SUPPLIED RECORDS =

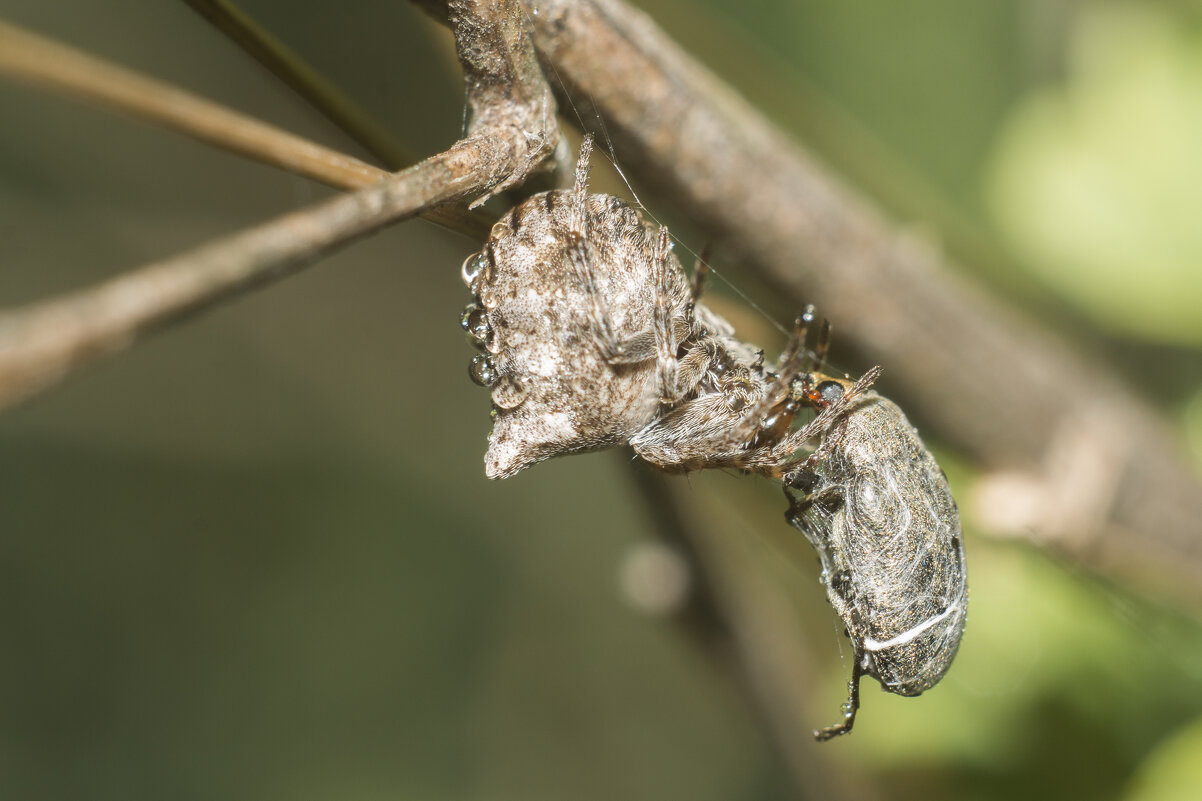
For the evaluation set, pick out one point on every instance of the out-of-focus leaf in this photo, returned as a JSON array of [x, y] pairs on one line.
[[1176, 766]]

...

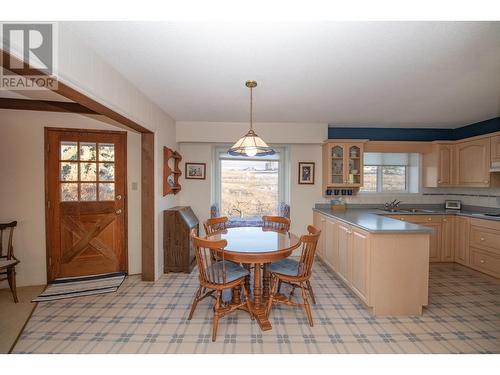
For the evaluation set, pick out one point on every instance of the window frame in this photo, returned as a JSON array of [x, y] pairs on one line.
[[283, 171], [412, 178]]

...

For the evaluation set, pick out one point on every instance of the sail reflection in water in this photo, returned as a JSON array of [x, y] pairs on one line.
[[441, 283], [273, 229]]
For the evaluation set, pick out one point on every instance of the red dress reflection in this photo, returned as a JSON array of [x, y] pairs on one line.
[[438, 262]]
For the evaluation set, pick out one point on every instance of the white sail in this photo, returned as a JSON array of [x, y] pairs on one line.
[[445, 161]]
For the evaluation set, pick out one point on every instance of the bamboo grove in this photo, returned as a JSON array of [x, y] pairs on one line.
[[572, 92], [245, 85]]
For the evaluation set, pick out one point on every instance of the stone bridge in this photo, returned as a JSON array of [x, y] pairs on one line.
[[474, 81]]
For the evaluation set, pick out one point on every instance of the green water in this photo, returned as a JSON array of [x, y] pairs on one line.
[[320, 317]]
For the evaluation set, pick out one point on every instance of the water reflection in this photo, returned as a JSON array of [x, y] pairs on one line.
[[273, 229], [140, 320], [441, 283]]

THE PROBLEM =
Which lines in the records above contain the string "sail"? Select and copy each such line, treating uppercase and lowercase letters as different.

WRITTEN SOLUTION =
For the evaluation set, pick out one point on every instance of the sail reflection in water in this photo, returned as a JSON array of [x, y] pairs on one line.
For the evaluation set, pick out one point on every instance of the white sail in this photo, returned as a JSON array of [x, y] pairs on one line.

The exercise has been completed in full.